▶ **TEXTAUSSCHNITT**:
————————
Ein Sprecher der Staatsanwaltschaft Offenbach sagte am Mittwoch, dass im Fall Tugce Albayrak zügig Anklage erhoben werden soll. »In Haftsachen, insbesondere mit Jugendlichen, sollte möglichst innerhalb von sechs Monaten angeklagt werden und die Hauptverhandlung beginnen.« Mit dem Ergebnis aller Obduktionsergebnisse sei im Januar zu rechnen. Zur aktuellen Ermittlungsarbeit gehöre auch, die Qualität des Videos vom Tatgeschehen auf dem Parkplatz vor dem Offenbacher Schnellrestaurant verbessern zu lassen.
————————
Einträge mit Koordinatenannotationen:
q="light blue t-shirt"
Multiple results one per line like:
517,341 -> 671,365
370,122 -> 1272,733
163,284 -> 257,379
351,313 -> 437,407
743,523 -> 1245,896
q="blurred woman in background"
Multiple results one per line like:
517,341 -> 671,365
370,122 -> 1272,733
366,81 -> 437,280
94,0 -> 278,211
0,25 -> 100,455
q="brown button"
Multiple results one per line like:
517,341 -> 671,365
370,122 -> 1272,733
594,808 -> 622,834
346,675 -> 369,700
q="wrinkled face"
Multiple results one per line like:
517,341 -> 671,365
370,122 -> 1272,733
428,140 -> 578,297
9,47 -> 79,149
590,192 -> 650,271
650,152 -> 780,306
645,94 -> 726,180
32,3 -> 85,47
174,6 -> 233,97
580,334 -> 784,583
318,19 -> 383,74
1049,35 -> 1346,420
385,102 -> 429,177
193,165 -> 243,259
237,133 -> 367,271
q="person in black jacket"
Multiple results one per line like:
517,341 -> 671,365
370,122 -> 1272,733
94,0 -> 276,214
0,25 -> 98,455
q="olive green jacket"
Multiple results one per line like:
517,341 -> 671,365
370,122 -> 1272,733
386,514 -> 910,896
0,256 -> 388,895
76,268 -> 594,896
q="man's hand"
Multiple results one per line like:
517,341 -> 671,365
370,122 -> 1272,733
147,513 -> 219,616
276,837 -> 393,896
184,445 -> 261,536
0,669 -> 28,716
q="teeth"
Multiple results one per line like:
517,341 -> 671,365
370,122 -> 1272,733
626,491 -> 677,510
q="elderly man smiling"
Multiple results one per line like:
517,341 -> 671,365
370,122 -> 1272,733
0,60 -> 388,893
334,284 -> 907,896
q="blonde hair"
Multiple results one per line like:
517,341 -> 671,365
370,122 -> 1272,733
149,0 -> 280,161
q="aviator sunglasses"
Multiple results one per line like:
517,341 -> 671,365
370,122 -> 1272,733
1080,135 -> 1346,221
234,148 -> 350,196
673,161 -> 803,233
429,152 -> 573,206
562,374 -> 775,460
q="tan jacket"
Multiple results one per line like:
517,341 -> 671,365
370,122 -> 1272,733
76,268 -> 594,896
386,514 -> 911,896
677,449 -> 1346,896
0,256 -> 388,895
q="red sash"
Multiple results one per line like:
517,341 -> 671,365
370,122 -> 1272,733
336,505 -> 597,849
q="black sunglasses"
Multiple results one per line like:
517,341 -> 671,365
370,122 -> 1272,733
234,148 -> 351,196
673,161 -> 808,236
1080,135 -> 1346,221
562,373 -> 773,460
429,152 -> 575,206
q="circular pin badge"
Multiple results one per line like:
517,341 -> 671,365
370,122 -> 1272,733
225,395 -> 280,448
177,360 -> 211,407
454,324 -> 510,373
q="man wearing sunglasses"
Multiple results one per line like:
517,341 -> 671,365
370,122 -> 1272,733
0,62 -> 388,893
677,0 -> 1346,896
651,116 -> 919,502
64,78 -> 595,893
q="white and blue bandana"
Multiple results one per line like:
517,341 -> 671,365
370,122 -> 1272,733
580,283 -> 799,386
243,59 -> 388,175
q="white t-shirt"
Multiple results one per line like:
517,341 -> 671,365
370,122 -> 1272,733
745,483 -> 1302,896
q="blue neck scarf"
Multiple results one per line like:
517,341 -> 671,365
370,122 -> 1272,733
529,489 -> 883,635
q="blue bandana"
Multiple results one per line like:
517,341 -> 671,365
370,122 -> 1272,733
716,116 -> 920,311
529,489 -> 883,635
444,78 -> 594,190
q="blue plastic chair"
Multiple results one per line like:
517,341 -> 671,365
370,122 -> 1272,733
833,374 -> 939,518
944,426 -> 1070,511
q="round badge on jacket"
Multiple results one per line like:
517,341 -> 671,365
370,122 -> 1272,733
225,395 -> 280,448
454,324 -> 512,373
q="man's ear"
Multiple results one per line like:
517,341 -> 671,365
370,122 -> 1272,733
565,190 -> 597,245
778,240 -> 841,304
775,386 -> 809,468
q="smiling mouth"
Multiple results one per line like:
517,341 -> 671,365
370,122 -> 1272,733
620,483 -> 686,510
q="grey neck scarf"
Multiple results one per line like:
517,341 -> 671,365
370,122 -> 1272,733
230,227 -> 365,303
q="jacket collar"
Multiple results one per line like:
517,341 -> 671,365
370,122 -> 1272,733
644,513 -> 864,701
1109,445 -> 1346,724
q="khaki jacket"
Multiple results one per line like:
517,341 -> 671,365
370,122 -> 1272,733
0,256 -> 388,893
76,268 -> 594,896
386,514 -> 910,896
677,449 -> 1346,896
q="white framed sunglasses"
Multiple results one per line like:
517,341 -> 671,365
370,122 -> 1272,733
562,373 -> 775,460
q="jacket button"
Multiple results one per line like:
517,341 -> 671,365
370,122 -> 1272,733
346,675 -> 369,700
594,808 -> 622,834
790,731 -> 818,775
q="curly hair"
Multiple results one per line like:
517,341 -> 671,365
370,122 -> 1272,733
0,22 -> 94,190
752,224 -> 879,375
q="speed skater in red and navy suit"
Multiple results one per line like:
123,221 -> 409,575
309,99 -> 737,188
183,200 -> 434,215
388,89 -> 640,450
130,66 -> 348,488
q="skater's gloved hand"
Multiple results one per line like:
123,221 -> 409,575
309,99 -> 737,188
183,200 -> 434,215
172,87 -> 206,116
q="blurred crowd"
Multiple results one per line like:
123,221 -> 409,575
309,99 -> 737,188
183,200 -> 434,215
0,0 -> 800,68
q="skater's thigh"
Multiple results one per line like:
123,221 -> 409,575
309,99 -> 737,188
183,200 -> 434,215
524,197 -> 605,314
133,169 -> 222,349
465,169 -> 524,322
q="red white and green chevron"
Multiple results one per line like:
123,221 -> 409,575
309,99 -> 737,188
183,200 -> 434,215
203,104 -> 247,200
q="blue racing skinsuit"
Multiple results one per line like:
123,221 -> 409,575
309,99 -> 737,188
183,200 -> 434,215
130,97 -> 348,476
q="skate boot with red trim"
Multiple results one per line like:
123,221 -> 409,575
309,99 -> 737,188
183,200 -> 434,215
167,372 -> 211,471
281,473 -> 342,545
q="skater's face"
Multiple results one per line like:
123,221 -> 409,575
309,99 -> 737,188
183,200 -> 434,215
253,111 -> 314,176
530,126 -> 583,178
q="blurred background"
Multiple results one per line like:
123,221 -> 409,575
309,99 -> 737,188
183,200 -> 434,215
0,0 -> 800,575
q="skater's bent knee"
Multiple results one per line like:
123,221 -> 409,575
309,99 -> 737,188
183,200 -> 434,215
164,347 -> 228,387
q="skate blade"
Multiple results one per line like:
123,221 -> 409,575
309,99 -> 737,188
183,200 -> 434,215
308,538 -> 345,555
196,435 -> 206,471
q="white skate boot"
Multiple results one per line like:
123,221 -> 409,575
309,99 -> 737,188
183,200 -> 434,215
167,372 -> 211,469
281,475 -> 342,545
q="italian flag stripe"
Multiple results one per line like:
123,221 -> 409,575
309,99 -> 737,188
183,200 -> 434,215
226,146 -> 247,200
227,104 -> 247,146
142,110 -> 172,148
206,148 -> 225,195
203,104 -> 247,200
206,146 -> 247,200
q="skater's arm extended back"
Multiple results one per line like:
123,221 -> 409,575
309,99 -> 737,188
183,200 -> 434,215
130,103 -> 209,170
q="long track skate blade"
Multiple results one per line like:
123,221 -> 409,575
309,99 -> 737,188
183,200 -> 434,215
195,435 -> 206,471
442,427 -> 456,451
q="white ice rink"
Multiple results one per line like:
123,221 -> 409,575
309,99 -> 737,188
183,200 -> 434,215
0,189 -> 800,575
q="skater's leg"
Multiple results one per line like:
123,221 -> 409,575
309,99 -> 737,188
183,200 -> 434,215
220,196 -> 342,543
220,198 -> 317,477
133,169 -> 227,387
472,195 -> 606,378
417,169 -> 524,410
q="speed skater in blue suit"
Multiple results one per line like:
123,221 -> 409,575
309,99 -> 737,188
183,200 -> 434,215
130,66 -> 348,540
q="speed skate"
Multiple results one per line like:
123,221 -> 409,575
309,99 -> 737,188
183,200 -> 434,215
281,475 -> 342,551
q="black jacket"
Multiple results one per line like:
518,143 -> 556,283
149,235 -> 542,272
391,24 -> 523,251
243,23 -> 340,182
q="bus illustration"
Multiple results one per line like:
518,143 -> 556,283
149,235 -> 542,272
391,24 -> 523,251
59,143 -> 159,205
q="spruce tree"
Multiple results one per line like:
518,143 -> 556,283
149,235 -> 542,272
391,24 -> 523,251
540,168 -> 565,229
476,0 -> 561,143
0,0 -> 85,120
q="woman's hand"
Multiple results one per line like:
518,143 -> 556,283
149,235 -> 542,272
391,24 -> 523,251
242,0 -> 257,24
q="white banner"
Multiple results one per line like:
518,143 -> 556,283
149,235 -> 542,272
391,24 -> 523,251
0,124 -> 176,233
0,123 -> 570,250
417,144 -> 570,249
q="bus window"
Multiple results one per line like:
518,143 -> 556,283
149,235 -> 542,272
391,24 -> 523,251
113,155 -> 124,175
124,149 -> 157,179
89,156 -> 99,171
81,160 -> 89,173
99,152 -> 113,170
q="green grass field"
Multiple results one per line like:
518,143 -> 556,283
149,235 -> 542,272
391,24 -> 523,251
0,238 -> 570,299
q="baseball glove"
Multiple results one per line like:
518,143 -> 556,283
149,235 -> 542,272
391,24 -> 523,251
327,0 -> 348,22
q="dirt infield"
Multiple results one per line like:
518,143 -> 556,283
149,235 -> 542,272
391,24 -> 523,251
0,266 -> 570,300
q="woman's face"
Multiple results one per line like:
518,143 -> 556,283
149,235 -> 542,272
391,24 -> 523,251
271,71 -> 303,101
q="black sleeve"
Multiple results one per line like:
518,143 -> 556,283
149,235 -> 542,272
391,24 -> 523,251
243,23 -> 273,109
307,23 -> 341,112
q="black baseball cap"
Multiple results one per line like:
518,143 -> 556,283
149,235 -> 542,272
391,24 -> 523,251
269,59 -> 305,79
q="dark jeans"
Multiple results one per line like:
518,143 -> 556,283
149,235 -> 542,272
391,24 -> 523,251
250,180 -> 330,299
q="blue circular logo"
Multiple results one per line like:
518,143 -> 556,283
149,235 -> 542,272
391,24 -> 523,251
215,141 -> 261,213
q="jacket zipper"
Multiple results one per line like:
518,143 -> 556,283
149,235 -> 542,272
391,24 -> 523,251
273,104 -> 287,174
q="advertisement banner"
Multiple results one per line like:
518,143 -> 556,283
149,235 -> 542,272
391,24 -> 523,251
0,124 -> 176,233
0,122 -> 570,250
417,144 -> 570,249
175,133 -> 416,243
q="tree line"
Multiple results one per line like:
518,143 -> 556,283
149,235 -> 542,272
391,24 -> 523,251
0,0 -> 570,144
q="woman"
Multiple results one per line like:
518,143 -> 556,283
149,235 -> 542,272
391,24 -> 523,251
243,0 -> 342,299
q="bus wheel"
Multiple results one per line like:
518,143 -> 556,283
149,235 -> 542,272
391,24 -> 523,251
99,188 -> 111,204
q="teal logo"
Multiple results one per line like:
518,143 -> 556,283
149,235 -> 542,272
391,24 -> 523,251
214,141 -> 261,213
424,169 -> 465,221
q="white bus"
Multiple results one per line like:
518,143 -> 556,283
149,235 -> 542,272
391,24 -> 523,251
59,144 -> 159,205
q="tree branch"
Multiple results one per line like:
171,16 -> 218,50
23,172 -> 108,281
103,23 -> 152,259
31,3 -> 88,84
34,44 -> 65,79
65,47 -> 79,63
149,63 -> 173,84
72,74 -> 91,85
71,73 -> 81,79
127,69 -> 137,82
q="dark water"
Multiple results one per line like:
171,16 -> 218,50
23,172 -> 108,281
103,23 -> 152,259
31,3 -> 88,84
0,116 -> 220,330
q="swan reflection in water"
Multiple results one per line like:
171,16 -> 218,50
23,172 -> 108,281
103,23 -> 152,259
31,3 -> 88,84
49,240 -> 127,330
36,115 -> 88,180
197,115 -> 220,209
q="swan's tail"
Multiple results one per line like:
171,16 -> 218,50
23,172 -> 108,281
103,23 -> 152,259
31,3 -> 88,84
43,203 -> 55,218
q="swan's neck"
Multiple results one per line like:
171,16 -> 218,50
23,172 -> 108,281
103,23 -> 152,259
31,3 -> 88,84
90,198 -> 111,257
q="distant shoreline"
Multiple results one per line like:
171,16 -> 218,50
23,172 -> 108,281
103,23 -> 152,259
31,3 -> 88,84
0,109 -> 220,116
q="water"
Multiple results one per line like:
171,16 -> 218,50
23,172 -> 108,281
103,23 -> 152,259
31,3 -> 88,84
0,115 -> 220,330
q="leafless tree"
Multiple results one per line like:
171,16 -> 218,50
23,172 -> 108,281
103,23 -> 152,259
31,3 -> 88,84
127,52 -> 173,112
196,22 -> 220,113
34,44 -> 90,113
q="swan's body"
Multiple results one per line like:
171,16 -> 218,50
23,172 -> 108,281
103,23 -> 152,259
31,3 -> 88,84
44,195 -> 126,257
————————
▶ **AUFGABEN**:
a) Beantworten Sie anhand des Textausschnitts die folgenden Fragen:
(i) An welchem Wochentag äußerte sich der Sprecher der Staatsanwaltschaft Offenbach?
(ii) Wann ist mit dem Ergebnis aller Obduktionsergebnisse zu rechnen?
(iii) Wo fand das Tatgeschehen statt, das auf dem Video festgehalten ist?
b) Prüfen Sie, ob die folgenden Aussagen mit dem Textausschnitt übereinstimmen, und belegen Sie Ihre Antwort jeweils mit einem wörtlichen Zitat.
(i) In Haftsachen mit Jugendlichen soll möglichst innerhalb von sechs Monaten Anklage erhoben werden.
(ii) Die Ergebnisse aller Obduktionen liegen bereits vor.
(iii) Die Qualität des Videos vom Tatgeschehen soll verbessert werden.
c) Fassen Sie den Absatz des Textausschnitts, der mit »Ein Sprecher der Staatsanwaltschaft Offenbach« beginnt, als Stichpunktliste zusammen und bewahren Sie dabei die wesentlichen Fakten.
Die Datensätze werden hier nicht gebraucht.

▶ **LÖSUNGEN**:
a)
(i) Am Mittwoch.
(ii) Im Januar.
(iii) Auf dem Parkplatz vor dem Offenbacher Schnellrestaurant.

b)
(i) Ja: »In Haftsachen, insbesondere mit Jugendlichen, sollte möglichst innerhalb von sechs Monaten angeklagt werden und die Hauptverhandlung beginnen.«
(ii) Nein: »Mit dem Ergebnis aller Obduktionsergebnisse sei im Januar zu rechnen.«
(iii) Ja: »Zur aktuellen Ermittlungsarbeit gehöre auch, die Qualität des Videos vom Tatgeschehen auf dem Parkplatz vor dem Offenbacher Schnellrestaurant verbessern zu lassen.«

c)
- Die Staatsanwaltschaft Offenbach will im Fall Tugce Albayrak zügig Anklage erheben (Aussage eines Sprechers am Mittwoch).
- In Haftsachen, besonders mit Jugendlichen, sollen Anklage und Beginn der Hauptverhandlung möglichst innerhalb von sechs Monaten erfolgen.
- Das Ergebnis aller Obduktionsergebnisse wird im Januar erwartet.
- Zu den laufenden Ermittlungen gehört, die Qualität des Videos vom Tatgeschehen auf dem Parkplatz vor dem Offenbacher Schnellrestaurant verbessern zu lassen.